§ Requirement:
Answer these questions from the article below about the Great Salt Lake Bird Festival:
(a) Which anniversary is the festival celebrating this year?
(b) On what day and date is "Family Day"?
(c) How much time does Max Malmquist say the wet winter has given to address declining lake levels?

§ Excerpt to read:
When an event is called the Great Salt Lake Bird Festival, it's impossible to ignore the Great Salt Lake itself. And making it clear how important the health of the lake is to the local avian ecosystem is definitely a key part of that event.
"Right now, we've had a great spring, and there's more water in the lake than there's been in a long time," says Melissa Halvorsen, Education & Outreach Director for HawkWatch International and a presenter at this year's Great Salt Lake Bird Festival. "The temptation is going to be to look out there and say, 'We did it, we're fine.' But we've had drought for years, and one year isn't going to make up for it."
Celebrating its 25th anniversary this year, the Great Salt Lake Bird Festival annually attracts birders from around the country and around the world, at a time of year when the area is teeming with migrating birds. "We're a site of hemispheric importance for birds," Halvorsen notes—and as such, it's crucial to preserve it, and to take the opportunity to teach visitors about what is needed.
The festival features several outings and field trips that sell out due to their popularity, but there are always opportunities for visitors of all ages—and all degrees of experience with birding—to learn and have a unique nature experience. Many of these experiences are free, notably on Saturday, May 20th's "Family Day," allowing for drop-ins and more casual visitors to enjoy the event.
It's important for the festival to provide that kind of positive experience, even as there's a tricky balance involved in also educating guests about challenges without being too much of a "downer." According to Max Malmquist, a member of the Bird Festival committee and engagement manager for the National Audubon Society's Saline Lakes Program, "[The festival] provides an opportunity to have kind of a balance, to celebrate the birds and this wet water year, but at the same time ensure that we're talking about the concerns and issues surrounding the lake."
Those issues include a variety of impacts resulting from the lake's shrinking size. Concentrating salinity levels affect the brine shrimp and brine flies that make up a huge part of the food chain for migratory birds. Additionally, heavy metals from the lakebed can be exposed, making their way into the food chain. And a reduced habitat size even exacerbates the "bird flu" that has devastated species of all kinds over the past two years.
"When you have a lake that's smaller, it concentrates those species closer together, which may help spread communicable diseases," Halvorsen says. "You're potentially pooling that vector for disease in smaller areas."
As the shrinking of the lake became local and indeed national news over the past year, legislative action accompanied the heavy snowpack, leading to some cause for optimism. "This really wet winter, how we've been framing it is, it's been a little breath of fresh air, giving us 18 months to two years to address declining lake levels," Malmquist says. "It gives us a little time to implement those tools, but we want to make sure we keep our feet on the pedal."

§ Dataset records:
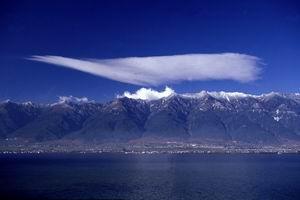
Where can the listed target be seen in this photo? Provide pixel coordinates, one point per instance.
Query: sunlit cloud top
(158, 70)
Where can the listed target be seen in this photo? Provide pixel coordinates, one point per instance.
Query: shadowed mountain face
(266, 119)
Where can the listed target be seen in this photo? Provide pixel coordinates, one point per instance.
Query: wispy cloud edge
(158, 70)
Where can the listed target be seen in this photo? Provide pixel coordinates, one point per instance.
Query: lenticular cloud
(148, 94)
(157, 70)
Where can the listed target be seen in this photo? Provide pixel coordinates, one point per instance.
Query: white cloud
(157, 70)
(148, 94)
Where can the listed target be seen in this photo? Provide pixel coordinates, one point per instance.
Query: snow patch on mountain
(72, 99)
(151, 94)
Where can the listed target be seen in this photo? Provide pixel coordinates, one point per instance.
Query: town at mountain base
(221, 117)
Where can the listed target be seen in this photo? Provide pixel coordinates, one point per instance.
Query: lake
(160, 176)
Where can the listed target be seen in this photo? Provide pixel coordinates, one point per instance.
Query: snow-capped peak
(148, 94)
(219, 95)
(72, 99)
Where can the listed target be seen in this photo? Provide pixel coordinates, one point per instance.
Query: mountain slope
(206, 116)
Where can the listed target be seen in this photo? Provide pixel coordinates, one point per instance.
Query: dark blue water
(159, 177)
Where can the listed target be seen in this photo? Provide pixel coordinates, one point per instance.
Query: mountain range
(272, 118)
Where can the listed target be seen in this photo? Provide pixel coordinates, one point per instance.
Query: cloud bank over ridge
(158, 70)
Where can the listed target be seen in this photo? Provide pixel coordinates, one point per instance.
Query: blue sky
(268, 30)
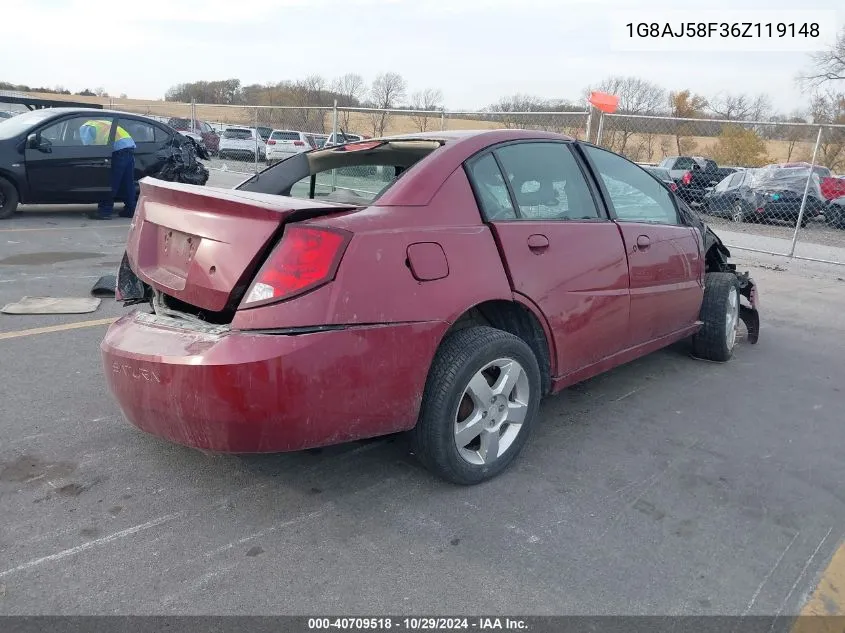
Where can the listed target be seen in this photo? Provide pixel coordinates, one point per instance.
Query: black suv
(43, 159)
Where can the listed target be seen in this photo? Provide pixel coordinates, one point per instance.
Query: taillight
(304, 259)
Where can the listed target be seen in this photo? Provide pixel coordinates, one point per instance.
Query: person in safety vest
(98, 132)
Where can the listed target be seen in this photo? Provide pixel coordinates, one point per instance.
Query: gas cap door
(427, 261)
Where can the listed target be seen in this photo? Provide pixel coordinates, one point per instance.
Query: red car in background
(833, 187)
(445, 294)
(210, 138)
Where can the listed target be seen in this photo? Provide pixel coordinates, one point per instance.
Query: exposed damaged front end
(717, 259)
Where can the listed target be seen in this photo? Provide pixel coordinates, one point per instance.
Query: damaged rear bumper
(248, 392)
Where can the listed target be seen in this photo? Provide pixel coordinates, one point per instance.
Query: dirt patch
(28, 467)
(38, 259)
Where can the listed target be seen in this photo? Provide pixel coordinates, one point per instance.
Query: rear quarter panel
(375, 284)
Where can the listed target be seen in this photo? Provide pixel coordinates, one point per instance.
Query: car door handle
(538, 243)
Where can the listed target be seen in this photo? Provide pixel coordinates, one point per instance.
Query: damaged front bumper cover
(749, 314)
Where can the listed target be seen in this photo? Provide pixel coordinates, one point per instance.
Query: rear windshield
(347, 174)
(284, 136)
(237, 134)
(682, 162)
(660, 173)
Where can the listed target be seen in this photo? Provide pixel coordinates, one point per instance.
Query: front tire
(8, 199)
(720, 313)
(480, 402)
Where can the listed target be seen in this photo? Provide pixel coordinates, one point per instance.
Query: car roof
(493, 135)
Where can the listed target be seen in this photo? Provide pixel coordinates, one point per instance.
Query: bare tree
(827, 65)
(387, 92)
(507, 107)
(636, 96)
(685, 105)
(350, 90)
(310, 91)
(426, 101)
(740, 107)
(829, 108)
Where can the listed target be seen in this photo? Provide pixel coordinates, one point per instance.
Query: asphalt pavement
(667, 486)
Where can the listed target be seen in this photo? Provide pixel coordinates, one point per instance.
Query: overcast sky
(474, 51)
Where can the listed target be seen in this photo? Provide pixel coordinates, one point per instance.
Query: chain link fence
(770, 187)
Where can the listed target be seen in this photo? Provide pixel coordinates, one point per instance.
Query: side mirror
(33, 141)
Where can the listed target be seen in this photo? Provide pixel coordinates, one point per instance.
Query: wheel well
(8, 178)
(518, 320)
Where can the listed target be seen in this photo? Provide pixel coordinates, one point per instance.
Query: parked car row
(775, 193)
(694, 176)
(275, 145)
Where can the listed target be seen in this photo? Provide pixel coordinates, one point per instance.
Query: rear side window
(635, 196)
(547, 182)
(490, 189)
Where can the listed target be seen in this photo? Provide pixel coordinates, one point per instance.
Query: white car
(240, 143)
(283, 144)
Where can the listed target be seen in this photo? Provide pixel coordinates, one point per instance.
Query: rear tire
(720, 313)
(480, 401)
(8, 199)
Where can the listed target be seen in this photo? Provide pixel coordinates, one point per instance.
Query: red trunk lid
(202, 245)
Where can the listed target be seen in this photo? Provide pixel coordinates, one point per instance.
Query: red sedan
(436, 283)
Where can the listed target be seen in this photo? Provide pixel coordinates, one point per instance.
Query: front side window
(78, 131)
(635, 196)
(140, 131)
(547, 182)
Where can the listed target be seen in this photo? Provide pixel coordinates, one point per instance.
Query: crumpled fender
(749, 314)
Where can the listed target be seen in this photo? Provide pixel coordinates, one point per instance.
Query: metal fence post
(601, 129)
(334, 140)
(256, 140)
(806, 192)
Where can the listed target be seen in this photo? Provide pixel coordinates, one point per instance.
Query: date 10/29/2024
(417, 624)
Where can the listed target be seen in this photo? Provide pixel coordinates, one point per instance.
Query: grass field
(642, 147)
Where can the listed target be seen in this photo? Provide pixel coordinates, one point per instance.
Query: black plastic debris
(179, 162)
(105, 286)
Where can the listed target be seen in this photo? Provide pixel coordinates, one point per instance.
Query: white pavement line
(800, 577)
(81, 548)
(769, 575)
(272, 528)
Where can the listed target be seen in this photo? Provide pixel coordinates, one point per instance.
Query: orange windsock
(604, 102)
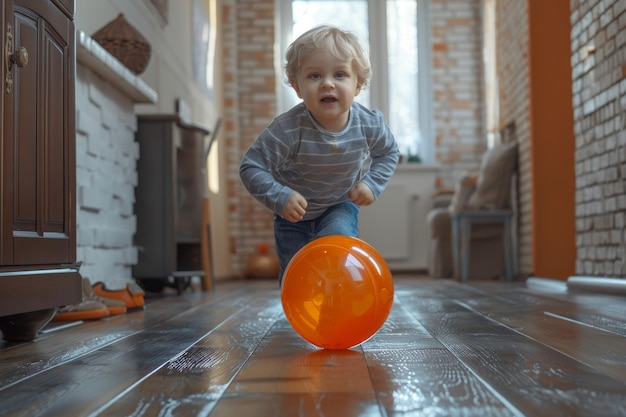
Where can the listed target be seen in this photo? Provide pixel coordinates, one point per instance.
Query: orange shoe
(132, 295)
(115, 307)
...
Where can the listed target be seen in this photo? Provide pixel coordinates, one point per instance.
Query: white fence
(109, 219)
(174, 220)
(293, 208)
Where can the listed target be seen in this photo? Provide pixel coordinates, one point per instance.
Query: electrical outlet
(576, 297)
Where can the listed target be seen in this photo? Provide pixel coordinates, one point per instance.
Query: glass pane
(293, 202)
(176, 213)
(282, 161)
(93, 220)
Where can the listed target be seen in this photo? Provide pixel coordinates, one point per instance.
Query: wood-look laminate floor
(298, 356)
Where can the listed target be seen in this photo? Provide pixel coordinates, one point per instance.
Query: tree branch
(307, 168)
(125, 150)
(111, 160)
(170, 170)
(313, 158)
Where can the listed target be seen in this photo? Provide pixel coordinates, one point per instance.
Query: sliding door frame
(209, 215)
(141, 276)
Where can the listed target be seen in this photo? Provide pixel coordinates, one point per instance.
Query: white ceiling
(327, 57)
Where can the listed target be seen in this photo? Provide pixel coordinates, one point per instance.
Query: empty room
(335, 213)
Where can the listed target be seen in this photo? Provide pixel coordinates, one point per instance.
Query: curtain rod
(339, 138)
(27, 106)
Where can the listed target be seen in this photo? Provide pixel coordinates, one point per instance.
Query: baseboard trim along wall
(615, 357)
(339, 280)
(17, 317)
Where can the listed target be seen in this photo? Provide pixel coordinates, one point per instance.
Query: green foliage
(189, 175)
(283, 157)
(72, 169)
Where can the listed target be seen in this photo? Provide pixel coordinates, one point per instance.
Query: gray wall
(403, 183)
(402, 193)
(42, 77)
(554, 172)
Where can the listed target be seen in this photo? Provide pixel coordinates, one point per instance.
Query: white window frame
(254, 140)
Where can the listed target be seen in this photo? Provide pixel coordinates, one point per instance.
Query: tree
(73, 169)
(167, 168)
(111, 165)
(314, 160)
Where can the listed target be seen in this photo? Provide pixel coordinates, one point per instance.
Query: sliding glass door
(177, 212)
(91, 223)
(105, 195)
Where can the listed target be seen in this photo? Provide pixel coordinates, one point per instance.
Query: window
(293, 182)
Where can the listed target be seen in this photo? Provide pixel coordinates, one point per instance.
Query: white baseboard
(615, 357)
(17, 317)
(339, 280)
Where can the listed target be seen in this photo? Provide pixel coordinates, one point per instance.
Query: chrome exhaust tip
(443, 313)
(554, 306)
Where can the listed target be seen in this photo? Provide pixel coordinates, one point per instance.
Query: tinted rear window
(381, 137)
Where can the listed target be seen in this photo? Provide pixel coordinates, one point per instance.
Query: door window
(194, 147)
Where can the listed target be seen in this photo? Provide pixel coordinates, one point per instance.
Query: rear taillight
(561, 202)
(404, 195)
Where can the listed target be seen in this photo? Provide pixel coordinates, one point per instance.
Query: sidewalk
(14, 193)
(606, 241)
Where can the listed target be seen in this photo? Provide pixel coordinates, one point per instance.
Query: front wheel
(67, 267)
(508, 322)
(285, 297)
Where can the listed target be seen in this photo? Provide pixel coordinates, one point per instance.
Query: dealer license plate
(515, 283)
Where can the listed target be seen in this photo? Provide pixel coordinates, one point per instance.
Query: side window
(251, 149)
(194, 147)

§ Result for this exercise:
(a) Its 25th anniversary.
(b) Saturday, May 20th.
(c) 18 months to two years.